(Referring expression data)

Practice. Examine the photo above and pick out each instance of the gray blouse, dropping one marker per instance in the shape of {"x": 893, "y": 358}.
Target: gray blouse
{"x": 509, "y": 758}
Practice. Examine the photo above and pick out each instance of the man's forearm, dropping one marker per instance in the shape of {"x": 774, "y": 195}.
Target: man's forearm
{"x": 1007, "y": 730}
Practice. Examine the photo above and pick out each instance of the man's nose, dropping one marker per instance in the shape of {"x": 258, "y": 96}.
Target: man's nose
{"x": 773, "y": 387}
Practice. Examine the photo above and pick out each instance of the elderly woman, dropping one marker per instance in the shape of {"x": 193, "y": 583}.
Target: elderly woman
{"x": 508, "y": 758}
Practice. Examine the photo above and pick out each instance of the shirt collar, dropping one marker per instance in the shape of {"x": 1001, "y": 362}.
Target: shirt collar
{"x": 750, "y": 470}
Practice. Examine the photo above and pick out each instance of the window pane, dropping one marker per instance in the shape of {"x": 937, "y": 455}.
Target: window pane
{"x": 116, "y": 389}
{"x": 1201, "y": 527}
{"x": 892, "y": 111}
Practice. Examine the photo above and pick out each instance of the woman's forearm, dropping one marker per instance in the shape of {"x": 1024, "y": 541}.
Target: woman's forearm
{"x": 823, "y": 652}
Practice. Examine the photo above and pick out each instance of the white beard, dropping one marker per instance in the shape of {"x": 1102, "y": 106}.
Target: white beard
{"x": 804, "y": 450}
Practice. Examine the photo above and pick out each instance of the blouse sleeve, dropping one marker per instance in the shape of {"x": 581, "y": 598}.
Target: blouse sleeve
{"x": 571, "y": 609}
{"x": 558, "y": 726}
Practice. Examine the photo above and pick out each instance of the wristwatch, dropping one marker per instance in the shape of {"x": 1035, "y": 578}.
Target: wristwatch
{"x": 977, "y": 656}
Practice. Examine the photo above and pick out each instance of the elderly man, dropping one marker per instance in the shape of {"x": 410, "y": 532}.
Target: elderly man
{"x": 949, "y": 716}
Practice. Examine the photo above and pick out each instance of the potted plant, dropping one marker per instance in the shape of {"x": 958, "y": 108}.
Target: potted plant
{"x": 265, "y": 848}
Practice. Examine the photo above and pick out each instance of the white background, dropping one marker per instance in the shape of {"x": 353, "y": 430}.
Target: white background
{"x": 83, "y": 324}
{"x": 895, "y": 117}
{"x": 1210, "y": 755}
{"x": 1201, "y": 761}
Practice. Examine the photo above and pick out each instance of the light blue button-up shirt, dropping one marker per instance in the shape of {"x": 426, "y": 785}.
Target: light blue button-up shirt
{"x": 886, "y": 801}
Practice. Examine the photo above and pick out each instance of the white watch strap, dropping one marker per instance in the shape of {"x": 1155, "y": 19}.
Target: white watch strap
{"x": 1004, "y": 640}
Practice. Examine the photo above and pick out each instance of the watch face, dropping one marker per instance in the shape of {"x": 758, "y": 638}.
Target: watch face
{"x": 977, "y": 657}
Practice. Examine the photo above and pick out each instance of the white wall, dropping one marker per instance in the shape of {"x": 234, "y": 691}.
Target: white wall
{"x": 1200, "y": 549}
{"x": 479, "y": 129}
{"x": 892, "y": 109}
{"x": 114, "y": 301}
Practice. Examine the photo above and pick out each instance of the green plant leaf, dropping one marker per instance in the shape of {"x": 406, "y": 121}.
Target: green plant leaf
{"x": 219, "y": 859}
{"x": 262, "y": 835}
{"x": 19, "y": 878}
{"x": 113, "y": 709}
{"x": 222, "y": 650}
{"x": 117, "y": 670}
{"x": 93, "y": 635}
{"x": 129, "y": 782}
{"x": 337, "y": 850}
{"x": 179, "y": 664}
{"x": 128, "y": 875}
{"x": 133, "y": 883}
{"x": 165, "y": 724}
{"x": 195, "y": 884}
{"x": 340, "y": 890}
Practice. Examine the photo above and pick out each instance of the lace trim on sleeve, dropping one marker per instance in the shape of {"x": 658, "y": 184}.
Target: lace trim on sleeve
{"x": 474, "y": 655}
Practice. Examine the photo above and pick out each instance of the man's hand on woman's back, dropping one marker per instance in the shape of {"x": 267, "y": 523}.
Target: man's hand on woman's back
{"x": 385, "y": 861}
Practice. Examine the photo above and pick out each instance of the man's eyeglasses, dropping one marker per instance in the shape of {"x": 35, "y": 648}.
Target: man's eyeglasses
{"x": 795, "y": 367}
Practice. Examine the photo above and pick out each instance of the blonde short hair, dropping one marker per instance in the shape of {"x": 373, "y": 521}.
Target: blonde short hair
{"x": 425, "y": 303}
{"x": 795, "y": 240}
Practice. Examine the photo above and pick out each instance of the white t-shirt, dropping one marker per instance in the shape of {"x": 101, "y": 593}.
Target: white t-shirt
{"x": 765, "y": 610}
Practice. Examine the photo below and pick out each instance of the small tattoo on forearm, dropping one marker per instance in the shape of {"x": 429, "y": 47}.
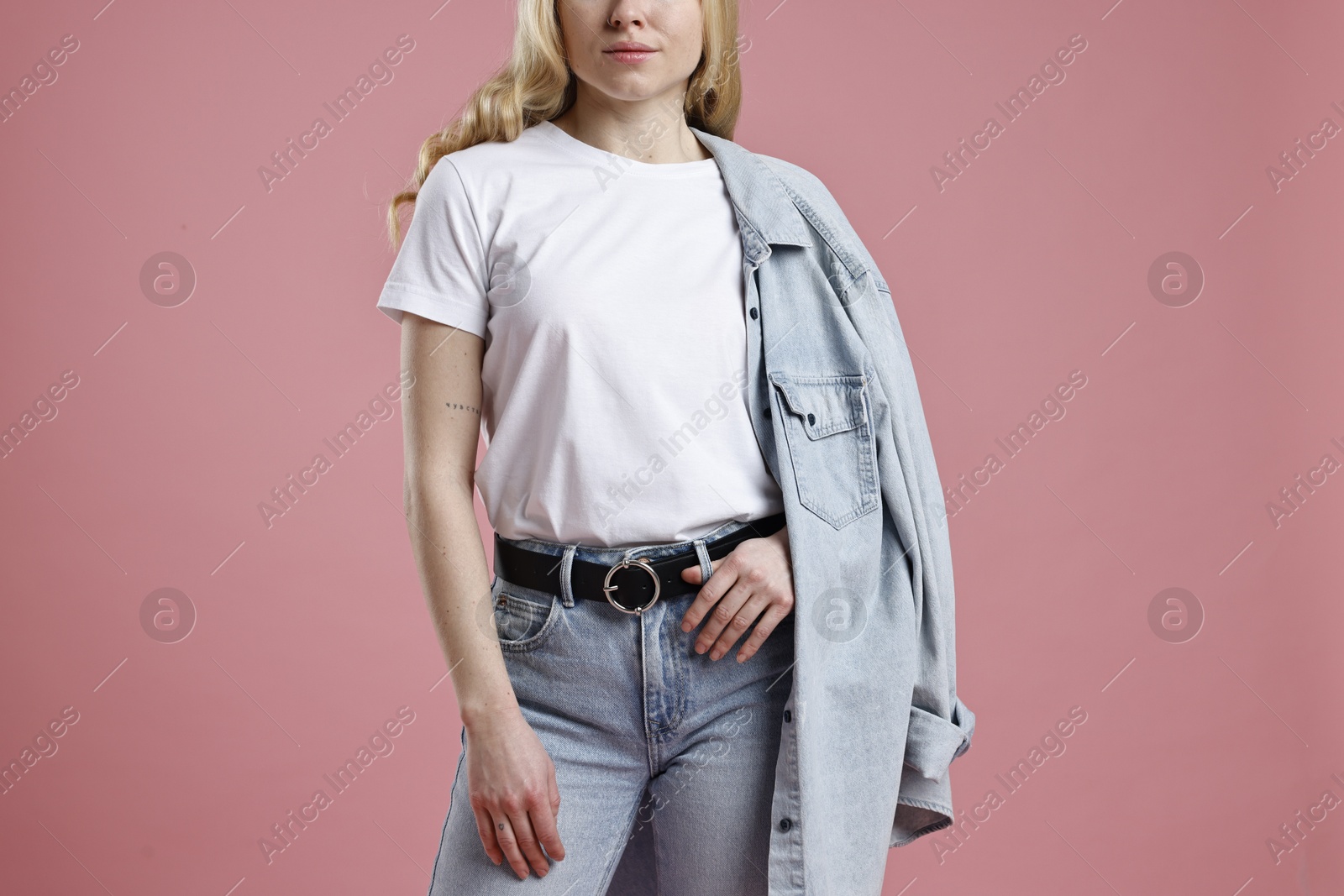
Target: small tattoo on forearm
{"x": 463, "y": 407}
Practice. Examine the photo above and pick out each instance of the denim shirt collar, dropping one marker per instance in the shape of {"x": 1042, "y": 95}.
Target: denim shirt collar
{"x": 764, "y": 206}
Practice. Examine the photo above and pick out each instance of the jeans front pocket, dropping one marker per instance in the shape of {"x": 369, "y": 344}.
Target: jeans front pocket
{"x": 831, "y": 443}
{"x": 524, "y": 618}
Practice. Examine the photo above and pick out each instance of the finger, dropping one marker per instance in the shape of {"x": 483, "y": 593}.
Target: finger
{"x": 722, "y": 614}
{"x": 486, "y": 828}
{"x": 543, "y": 822}
{"x": 763, "y": 631}
{"x": 738, "y": 625}
{"x": 526, "y": 835}
{"x": 508, "y": 842}
{"x": 719, "y": 584}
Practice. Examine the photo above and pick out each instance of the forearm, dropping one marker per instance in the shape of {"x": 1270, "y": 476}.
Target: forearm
{"x": 450, "y": 559}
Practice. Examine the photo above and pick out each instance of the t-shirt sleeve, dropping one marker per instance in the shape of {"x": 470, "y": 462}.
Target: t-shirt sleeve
{"x": 440, "y": 268}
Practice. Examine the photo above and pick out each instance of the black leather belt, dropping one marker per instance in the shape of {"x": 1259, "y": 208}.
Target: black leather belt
{"x": 638, "y": 582}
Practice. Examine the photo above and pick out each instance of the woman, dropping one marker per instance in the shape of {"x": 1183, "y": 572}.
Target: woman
{"x": 573, "y": 278}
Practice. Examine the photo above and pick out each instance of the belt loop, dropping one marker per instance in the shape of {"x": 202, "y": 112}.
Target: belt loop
{"x": 566, "y": 566}
{"x": 706, "y": 567}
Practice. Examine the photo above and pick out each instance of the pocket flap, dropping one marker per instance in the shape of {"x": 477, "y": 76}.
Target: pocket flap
{"x": 827, "y": 405}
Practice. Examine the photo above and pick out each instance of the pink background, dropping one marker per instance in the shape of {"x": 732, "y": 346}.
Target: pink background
{"x": 1032, "y": 264}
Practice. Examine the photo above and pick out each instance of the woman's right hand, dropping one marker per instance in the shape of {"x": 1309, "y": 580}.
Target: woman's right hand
{"x": 511, "y": 786}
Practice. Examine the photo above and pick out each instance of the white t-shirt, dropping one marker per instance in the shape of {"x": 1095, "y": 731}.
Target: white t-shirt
{"x": 609, "y": 293}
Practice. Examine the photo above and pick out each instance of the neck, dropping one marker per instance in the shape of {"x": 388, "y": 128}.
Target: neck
{"x": 649, "y": 130}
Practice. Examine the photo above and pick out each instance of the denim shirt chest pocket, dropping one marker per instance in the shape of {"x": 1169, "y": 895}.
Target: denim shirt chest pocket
{"x": 831, "y": 443}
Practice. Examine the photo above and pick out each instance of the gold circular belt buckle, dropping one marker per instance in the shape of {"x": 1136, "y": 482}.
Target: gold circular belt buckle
{"x": 644, "y": 564}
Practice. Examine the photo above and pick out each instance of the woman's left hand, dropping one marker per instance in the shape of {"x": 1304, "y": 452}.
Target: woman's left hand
{"x": 754, "y": 579}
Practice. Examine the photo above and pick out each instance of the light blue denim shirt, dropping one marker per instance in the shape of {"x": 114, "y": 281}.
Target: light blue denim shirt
{"x": 874, "y": 719}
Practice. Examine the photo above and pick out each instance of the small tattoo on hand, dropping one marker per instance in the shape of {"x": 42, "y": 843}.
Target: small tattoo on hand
{"x": 463, "y": 407}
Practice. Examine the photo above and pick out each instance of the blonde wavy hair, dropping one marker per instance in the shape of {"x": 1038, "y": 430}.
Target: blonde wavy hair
{"x": 537, "y": 85}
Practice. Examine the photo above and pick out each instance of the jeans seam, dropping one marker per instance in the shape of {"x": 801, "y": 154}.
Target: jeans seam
{"x": 452, "y": 804}
{"x": 616, "y": 857}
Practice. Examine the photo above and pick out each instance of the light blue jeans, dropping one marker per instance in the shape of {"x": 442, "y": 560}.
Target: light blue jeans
{"x": 664, "y": 759}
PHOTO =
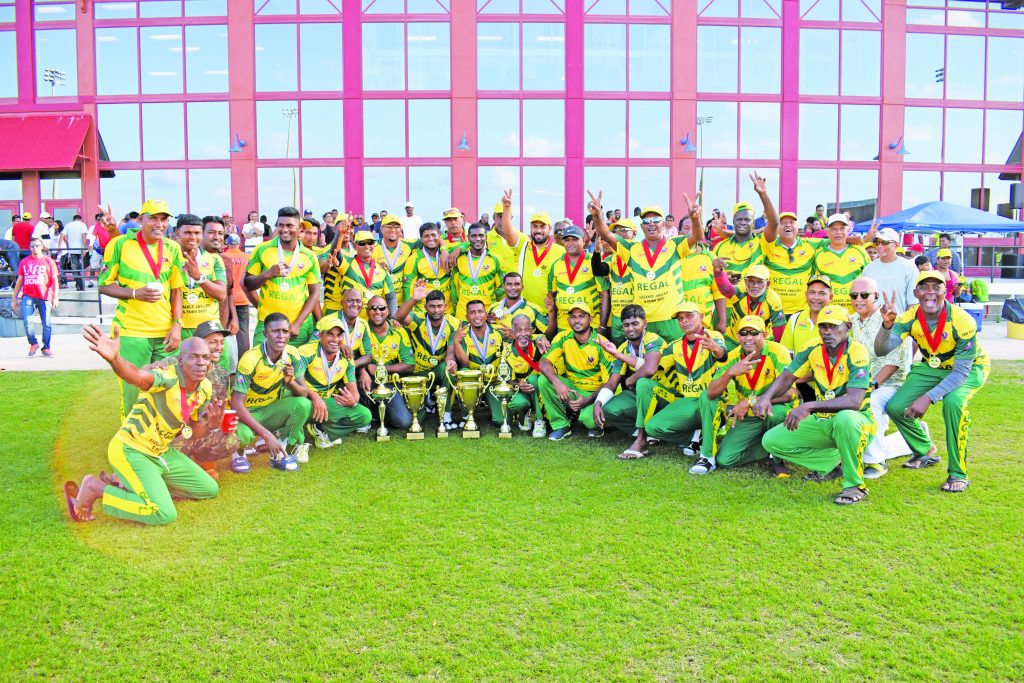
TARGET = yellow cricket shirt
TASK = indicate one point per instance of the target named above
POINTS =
(126, 265)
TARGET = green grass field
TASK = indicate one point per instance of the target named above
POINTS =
(508, 561)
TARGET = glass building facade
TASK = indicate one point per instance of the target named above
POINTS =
(359, 104)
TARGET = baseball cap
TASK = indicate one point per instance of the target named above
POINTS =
(834, 315)
(155, 207)
(210, 327)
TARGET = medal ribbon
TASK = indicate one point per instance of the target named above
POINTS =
(154, 265)
(933, 339)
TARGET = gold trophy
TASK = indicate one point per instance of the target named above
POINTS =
(382, 394)
(414, 390)
(503, 390)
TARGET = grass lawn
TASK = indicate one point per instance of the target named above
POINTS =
(513, 560)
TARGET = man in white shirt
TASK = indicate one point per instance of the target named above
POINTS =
(410, 223)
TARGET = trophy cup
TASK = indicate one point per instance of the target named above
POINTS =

#### Exercise requirements:
Pull out every line above that holds the word "trophy".

#### Answer box:
TARGET = gold trophy
TARGET = trophy cup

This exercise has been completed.